* **Aufgabenstellung**:
**a)** Welcher US-Außenminister will laut dem Text über die Gewaltwelle in Israel Netanjahu und die palästinensische Regierung zu Gesprächen bewegen?
**b)** Setzen Sie den Text über die Gewaltwelle in Israel und den Palästinensischen Gebieten nach seinem letzten Satz fort.

* **Vorgegebener Text**:
▼
Seit Wochen tobt in Israel und den Palästinensischen Gebieten ein Sturm der Gewalt: Junge Palästinenser greifen Menschen, die sie für Israelis halten, mit Messern an, bewerfen fahrenden Autos mit Steinen und Flaschen. Israels Polizei schießt indes scharf, auch auf Kinder und Jugendliche. Israelische Rechte greifen Palästinenser an, zerstören Eigentum, schießen ebenfalls scharf.

Eskalationen, wie solche Situationen in der Polit-Sprache genannt werden, hat es im Laufe der Jahrzehnte viele gegeben, und Israels Regierung wie auch das Weiße Haus in Washington hoffen darauf, dass auch diese den Weg der Vorangegangenen gehen und irgendwann wieder abflauen wird. Im Büro von Regierungschef Benjamin Netanjahu gibt man sich sogar nach außen hin überzeugt: "Ziemlich bald wird wieder Ruhe einkehren." Weil das Wetter schlechter wird und die jungen Demonstranten die Lust am Demonstrieren verlieren. Oder weil wieder mal verhandelt wird: In den kommenden Tagen will sich US-Außenminister John Kerry darum bemühen, Netanjahu und die palästinensische Regierung zu Gesprächen zu bewegen; die Annahme dahinter ist: "Wer redet, schießt nicht", so ein US-Diplomat in Tel Aviv.

Es gibt keine Organisation

Doch trotz aller nach außen kommunizierten Zuversicht darauf, dass man die Lage schon in den Griff bekommen wird: Im Privaten gestehen sowohl Amerikaner als auch Israelis ein, dass man hofft, aber das Schlimmste befürchtet. Denn diese Gewaltserie ist anders als ihre Vorgängerinnen. Es sind keine Bombenanschläge, keine Raketenangriffe mehr; es gibt keine Organisation, mit der man einen Frieden oder wenigstens einen Waffenstillstand schließen könnte.

Zwar gibt es, auf beiden Seiten, Organisation wie den Islamischen Dschihad oder die Hamas auf der palästinensischen Seite oder die ultra-nationalistische Kach-Bewegung in Israel, die zur Gewalt aufrufen. Doch die Taten werden von Einzeltätern oder kleinen Gruppen verübt, die ihre Rechtfertigungen aus dem Internet und die Waffen aus dem Küchenschrank beziehen.
▲
* **Bereitgestelltes Material**:
▼
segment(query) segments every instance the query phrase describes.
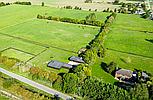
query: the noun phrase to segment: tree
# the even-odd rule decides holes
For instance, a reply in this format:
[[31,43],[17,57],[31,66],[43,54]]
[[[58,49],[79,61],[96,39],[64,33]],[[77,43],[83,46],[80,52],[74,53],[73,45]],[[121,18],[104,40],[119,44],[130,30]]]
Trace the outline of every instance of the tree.
[[53,88],[62,91],[63,89],[63,80],[61,76],[58,76],[58,78],[56,79],[56,81],[53,82]]
[[119,0],[115,0],[115,1],[113,2],[113,4],[114,4],[114,5],[118,5],[118,4],[119,4]]
[[63,90],[66,93],[75,93],[77,90],[78,76],[73,73],[66,73],[63,76]]
[[147,19],[150,17],[150,14],[151,14],[151,11],[147,10],[144,14],[141,15],[141,17]]
[[149,100],[149,91],[146,84],[137,84],[130,90],[133,100]]
[[90,13],[88,16],[86,16],[86,21],[87,22],[93,22],[96,20],[96,14],[95,13]]
[[42,3],[41,3],[41,6],[45,6],[45,3],[44,3],[44,2],[42,2]]

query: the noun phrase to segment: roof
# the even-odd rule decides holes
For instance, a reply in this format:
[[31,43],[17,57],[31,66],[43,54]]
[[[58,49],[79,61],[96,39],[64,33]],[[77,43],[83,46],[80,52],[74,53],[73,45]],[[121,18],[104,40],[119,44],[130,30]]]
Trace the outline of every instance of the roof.
[[81,57],[71,56],[69,60],[74,62],[84,63]]
[[62,67],[63,63],[62,62],[58,62],[58,61],[55,61],[55,60],[52,60],[48,63],[48,67],[53,67],[53,68],[57,68],[57,69],[60,69]]
[[116,74],[121,74],[123,76],[127,76],[127,77],[132,77],[132,71],[131,70],[126,70],[126,69],[120,69],[118,71],[116,71]]
[[52,68],[56,68],[56,69],[60,69],[61,67],[72,68],[72,66],[70,64],[66,64],[63,62],[56,61],[56,60],[50,61],[47,66],[52,67]]
[[149,78],[149,75],[147,75],[145,72],[142,72],[142,76],[143,76],[144,78]]

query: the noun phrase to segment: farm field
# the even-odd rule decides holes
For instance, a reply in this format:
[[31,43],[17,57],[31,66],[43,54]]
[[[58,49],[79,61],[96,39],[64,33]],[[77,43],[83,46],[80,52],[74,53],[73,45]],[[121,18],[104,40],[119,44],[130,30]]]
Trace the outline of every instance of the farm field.
[[136,15],[118,14],[105,40],[108,50],[104,62],[114,61],[121,68],[153,73],[152,39],[152,21]]
[[[0,51],[2,55],[46,69],[50,69],[46,67],[50,60],[68,63],[68,58],[77,55],[78,50],[85,47],[99,30],[99,27],[36,18],[37,14],[47,14],[85,19],[85,16],[91,13],[89,11],[36,5],[10,5],[1,7],[0,13]],[[102,21],[109,15],[109,13],[95,13],[97,19]],[[67,69],[50,70],[57,73],[67,72]]]
[[0,95],[0,100],[9,100],[9,99]]
[[[3,2],[15,2],[16,0],[0,0]],[[20,1],[27,1],[27,0],[20,0]],[[28,0],[32,2],[34,5],[41,5],[42,2],[45,3],[46,6],[52,7],[64,7],[64,6],[78,6],[81,7],[83,10],[95,10],[98,9],[99,11],[110,8],[115,9],[118,8],[118,5],[108,4],[107,2],[113,2],[114,0],[93,0],[93,3],[84,3],[85,0]]]

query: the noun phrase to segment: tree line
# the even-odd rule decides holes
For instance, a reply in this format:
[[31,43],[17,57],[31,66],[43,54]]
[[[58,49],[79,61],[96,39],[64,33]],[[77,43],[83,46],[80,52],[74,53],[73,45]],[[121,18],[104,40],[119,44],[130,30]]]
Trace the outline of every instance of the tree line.
[[73,19],[73,18],[67,18],[67,17],[54,17],[54,16],[45,16],[45,15],[38,14],[37,18],[100,27],[102,25],[102,22],[91,18],[92,16],[95,16],[95,14],[91,13],[88,15],[88,18],[86,18],[85,20],[79,20],[79,19]]
[[96,60],[105,56],[104,38],[109,32],[109,27],[113,23],[116,13],[112,13],[107,17],[104,25],[101,26],[99,33],[95,38],[86,46],[86,51],[79,56],[83,57],[84,61],[88,64],[96,62]]

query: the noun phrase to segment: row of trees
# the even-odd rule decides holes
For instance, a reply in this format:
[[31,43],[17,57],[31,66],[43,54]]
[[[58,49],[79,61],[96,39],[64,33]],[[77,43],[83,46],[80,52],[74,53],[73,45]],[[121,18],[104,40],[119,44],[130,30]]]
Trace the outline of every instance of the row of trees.
[[75,10],[82,10],[81,7],[75,6],[74,8],[72,6],[64,6],[65,9],[75,9]]
[[19,62],[16,58],[9,58],[7,56],[2,56],[0,53],[0,64],[6,65],[8,68],[13,67],[17,62]]
[[0,2],[0,7],[2,7],[2,6],[6,6],[6,5],[10,5],[10,3]]
[[101,26],[99,33],[95,38],[86,46],[86,52],[80,54],[79,56],[83,57],[84,61],[88,64],[96,62],[97,58],[103,58],[105,56],[104,48],[104,37],[109,32],[109,27],[113,23],[116,14],[112,13],[107,17],[104,25]]
[[45,15],[37,15],[38,19],[48,19],[48,20],[54,20],[54,21],[61,21],[61,22],[67,22],[67,23],[74,23],[74,24],[83,24],[83,25],[92,25],[92,26],[101,26],[102,22],[97,21],[93,18],[95,14],[90,14],[86,17],[85,20],[78,20],[73,18],[67,18],[67,17],[54,17],[54,16],[45,16]]
[[92,0],[85,0],[84,3],[92,3]]

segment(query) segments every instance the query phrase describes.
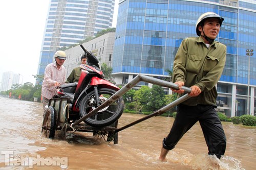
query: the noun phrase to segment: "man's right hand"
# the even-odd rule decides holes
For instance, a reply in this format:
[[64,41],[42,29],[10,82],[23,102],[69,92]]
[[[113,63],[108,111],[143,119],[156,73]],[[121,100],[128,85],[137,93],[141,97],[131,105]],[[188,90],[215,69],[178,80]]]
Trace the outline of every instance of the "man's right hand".
[[178,84],[178,85],[179,86],[179,90],[176,90],[176,89],[172,89],[171,88],[170,89],[173,91],[174,91],[177,93],[184,93],[184,90],[182,90],[182,89],[181,89],[181,87],[184,86],[184,85],[185,84],[185,83],[184,83],[183,82],[181,82],[181,81],[178,81],[178,82],[176,82],[175,83],[174,83],[174,84]]
[[56,88],[58,87],[59,86],[59,83],[58,82],[56,82],[54,84],[54,86],[55,86]]

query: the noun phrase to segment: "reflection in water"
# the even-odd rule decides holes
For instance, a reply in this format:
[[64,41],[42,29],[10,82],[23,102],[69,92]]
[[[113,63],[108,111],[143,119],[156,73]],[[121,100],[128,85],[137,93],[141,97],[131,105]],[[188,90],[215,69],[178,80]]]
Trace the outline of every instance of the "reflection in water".
[[[0,167],[29,169],[28,164],[6,166],[8,160],[3,154],[6,152],[21,158],[67,158],[68,169],[253,169],[255,166],[255,127],[223,123],[227,144],[225,155],[220,161],[206,154],[207,146],[197,124],[169,152],[167,161],[161,162],[158,158],[162,140],[169,132],[173,118],[157,116],[140,123],[119,132],[118,143],[114,144],[90,133],[68,132],[70,136],[65,141],[58,138],[58,134],[54,140],[46,138],[40,134],[42,114],[40,103],[0,98]],[[143,116],[124,113],[118,127]],[[32,167],[61,169],[40,165]]]

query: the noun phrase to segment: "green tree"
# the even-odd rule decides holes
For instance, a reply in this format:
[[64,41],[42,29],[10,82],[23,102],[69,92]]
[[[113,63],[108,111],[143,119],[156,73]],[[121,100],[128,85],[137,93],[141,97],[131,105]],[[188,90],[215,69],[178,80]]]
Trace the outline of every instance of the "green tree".
[[15,90],[18,89],[22,87],[22,85],[19,84],[12,84],[11,87],[11,89],[12,90]]
[[157,110],[164,106],[164,91],[161,86],[153,85],[150,94],[146,105],[149,110]]
[[136,91],[133,89],[130,89],[122,95],[125,103],[130,103],[133,102],[133,98]]
[[167,81],[168,82],[172,82],[173,81],[173,71],[169,69],[167,69],[165,70],[165,72],[168,73],[169,77],[164,78],[163,80]]

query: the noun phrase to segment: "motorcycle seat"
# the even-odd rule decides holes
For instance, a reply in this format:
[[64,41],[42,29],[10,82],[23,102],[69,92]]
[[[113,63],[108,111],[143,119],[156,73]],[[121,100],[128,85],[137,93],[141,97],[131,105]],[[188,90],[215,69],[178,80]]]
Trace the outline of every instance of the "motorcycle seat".
[[69,88],[69,87],[76,87],[77,86],[77,84],[78,83],[77,82],[74,82],[74,83],[65,83],[65,84],[62,84],[59,85],[59,87],[61,88]]

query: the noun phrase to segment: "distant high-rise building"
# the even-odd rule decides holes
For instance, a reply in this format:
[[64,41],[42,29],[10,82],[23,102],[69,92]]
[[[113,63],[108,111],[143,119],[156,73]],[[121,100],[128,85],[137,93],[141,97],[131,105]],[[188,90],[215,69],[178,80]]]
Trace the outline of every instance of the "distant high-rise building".
[[[112,28],[115,0],[51,0],[37,75],[44,74],[55,52]],[[38,82],[37,82],[38,83]]]
[[4,72],[2,77],[0,91],[10,89],[13,84],[20,84],[20,76],[21,75],[14,74],[12,71]]
[[112,57],[115,81],[124,85],[138,74],[168,77],[181,41],[197,36],[198,17],[214,12],[225,18],[216,40],[227,46],[217,84],[218,111],[256,115],[255,9],[255,0],[120,1]]

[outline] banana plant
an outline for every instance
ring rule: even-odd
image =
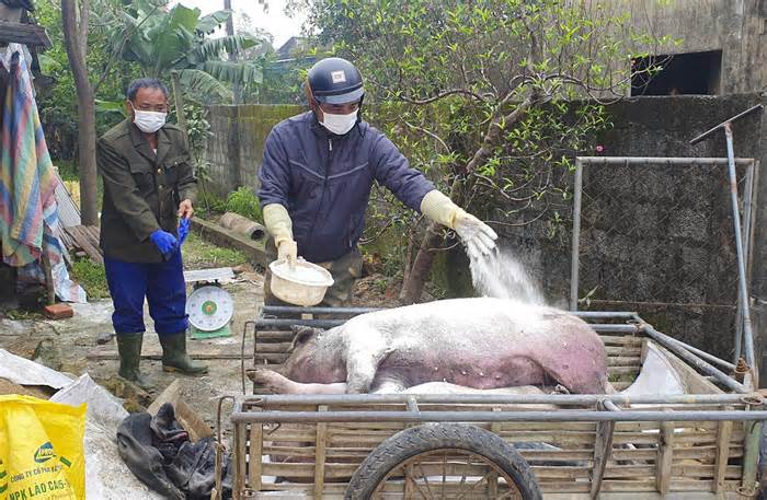
[[[228,60],[262,40],[250,35],[210,37],[232,15],[222,10],[201,16],[199,9],[167,9],[151,0],[134,0],[118,14],[110,40],[115,54],[137,62],[145,75],[170,81],[178,75],[186,95],[230,102],[230,85],[263,81],[253,61]]]

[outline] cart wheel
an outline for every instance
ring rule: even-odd
[[[384,441],[354,473],[345,498],[542,497],[530,466],[503,439],[476,426],[435,423],[405,429]]]

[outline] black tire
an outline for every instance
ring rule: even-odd
[[[369,500],[403,462],[439,450],[462,450],[481,456],[514,482],[523,500],[542,499],[533,469],[519,452],[492,432],[463,423],[419,426],[387,439],[359,465],[344,498]]]

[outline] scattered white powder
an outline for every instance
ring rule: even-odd
[[[540,286],[511,252],[497,248],[490,255],[472,258],[469,267],[474,290],[483,296],[546,304]]]
[[[327,284],[328,276],[319,269],[307,265],[296,264],[296,267],[290,267],[287,263],[274,266],[274,271],[282,278],[290,281],[299,281],[310,284]]]

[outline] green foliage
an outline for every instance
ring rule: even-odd
[[[229,193],[225,207],[228,212],[239,213],[256,222],[264,222],[259,197],[255,196],[255,193],[250,187],[240,186],[237,190]]]
[[[89,299],[110,296],[103,265],[95,264],[89,258],[78,258],[72,261],[69,274],[71,279],[85,290]]]
[[[667,45],[621,5],[565,0],[294,0],[320,45],[366,78],[367,119],[459,205],[493,224],[550,220],[571,204],[573,156],[610,127],[630,56]],[[660,49],[653,53],[661,53]],[[375,194],[370,219],[407,220]],[[414,220],[414,219],[411,219]],[[375,232],[375,230],[374,230]]]
[[[119,0],[92,0],[91,28],[88,34],[88,69],[93,84],[101,80],[98,89],[98,103],[122,102],[125,98],[127,82],[140,75],[136,65],[113,61],[106,33],[100,24],[98,13],[116,12],[122,8]],[[35,4],[34,19],[45,27],[53,46],[39,55],[44,78],[39,79],[37,105],[41,120],[46,130],[48,149],[54,158],[71,159],[77,151],[77,94],[75,79],[64,45],[61,9],[56,2],[43,1]],[[114,113],[114,107],[98,106],[96,130],[103,133],[123,119]]]
[[[263,80],[257,63],[226,59],[260,45],[260,39],[251,35],[207,37],[231,15],[218,11],[201,18],[199,9],[181,3],[164,9],[149,0],[133,0],[105,25],[112,49],[124,60],[135,61],[146,75],[169,80],[175,71],[192,98],[228,102],[232,98],[230,84]]]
▲
* **Gelöste Aufgaben**:
**a)** Es ist US-Außenminister John Kerry.

**b)**
Es ist ein Szenario, dass schon seit Jahren immer wieder mal auftauchte und dafür sorgte, dass israelische und palästinensische Sicherheitskräfte gleichermaßen darauf hofften, dass es ganz schnell wieder verschwindet: Immer wieder mal kam es vor, dass arabische Arbeiter Bagger oder anderes schweres Gerät in Menschenmengen steuerten, und die Strategie der Sicherheitskräfte war dann stets: Möglichst wenig dazu sagen, um keine Nachahmer zu erzeugen, und vor allem: keine Panik.

Denn trotz der Jahre des Konflikts haben sich die Alltage von Arabern und Juden, Palästinenser und Israelis im Laufe der Zeit sehr eng miteinander verbunden: Araber arbeiten auf israelischen Baustellen, in Cafés und Läden, Schulen und Behörden, israelische Betriebe in Siedlungen im Westjordanland haben Zehntausende palästinensische Mitarbeiter. Jugendliche aus Ost-Jerusalem schätzen das Nachtleben im Westen. Und im Norden Israels, wo ein Großteil der israelischen Araber wohnt, lebt man von jüdischen Kunden.

"Das Schwierigste ist nicht so sehr die Gewalt", sagt Mohammad Khalili, der Verkäufer im Supermarkt: "Es ist, dass sie aus heiterem Himmel kommt. Man sieht nicht, was jemand in der Tasche hat, und man weiß nicht, was in seinem Kopf vor sich geht. Ich bin Araber, und fürchte mich vor meinen eigenen Leuten. Das ist ein furchtbares Gefühl. Auch weil ich nichts dagegen tun kann."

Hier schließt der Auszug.